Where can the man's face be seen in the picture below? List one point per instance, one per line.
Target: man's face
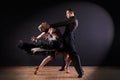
(68, 14)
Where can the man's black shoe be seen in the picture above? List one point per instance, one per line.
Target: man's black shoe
(62, 69)
(80, 75)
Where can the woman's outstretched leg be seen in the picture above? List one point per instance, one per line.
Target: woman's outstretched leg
(43, 63)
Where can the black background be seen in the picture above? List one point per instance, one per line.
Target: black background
(15, 13)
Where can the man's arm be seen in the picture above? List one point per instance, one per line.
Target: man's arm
(61, 24)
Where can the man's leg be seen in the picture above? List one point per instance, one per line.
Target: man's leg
(76, 62)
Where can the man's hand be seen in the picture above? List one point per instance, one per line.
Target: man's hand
(34, 39)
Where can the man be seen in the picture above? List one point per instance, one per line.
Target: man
(68, 39)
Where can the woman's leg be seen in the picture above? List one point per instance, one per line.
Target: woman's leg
(43, 63)
(68, 62)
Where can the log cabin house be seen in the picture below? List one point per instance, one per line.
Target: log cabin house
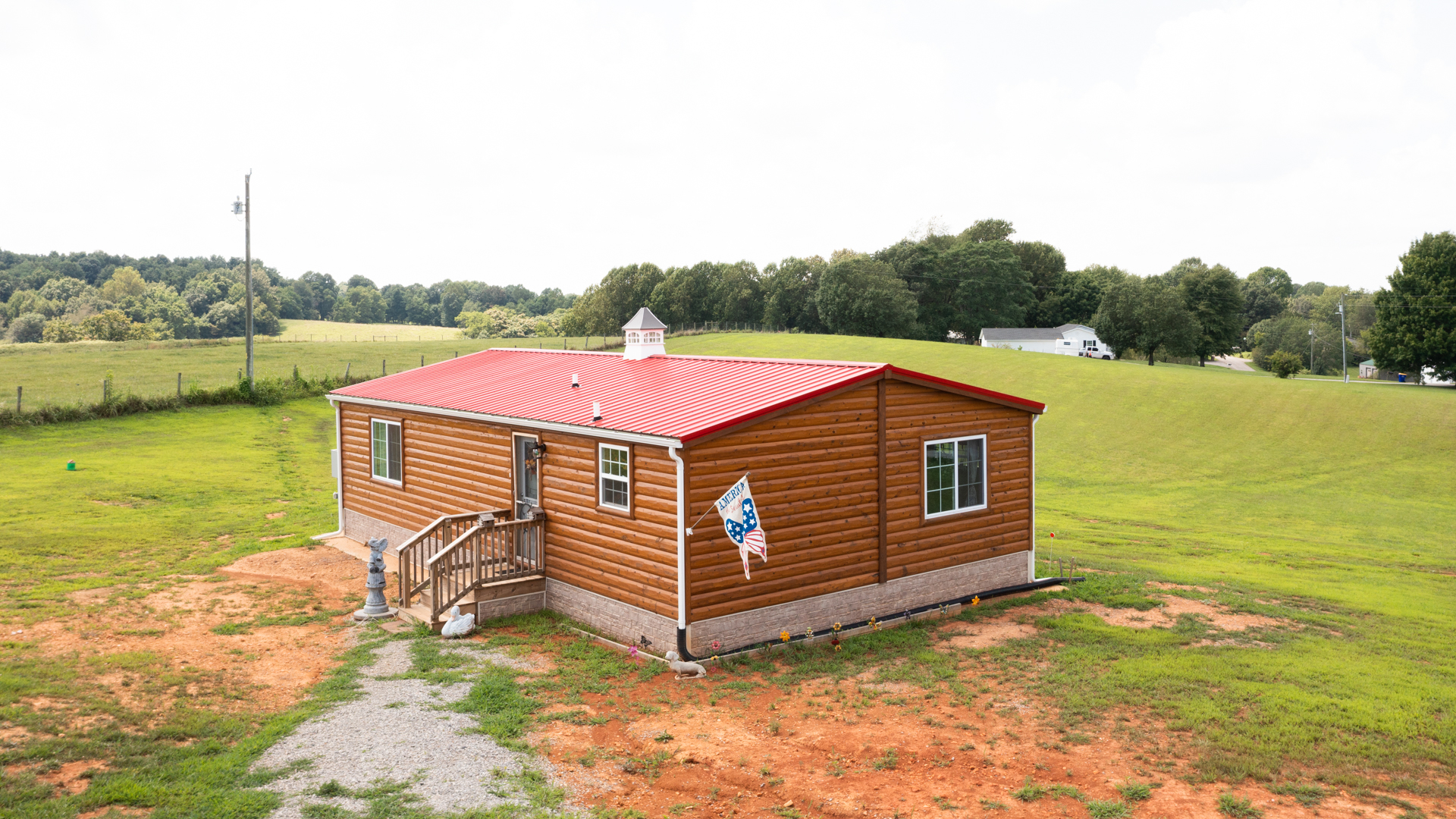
-*-
Search the records for the word "Where", then list every line that has it.

▶ [Answer area]
Where can the man's face be seen in the picture below? List one point per instance, one per line.
Where can the man's black shoe be seen in the picture above? List one point per instance, one per line.
Where can the woman's outstretched leg be seen in the picture above? List one point per instance, one per line.
Where can the black background be seen in the picture above? List one point per instance, one per line.
Where can the man's arm be seen in the picture above? List one point per instance, one per line.
Where can the man's leg be seen in the picture above? List one point per instance, one per line.
Where can the man's hand be seen in the picture above? List one point per instance, one per line.
Where can the man be seen in the picture above? List one point per instance, one per line.
Where can the woman's leg be seen in the picture above? List one point per instance, one per line.
Where can the log cabin house be seen in the picture below? List one point per instance, one per line.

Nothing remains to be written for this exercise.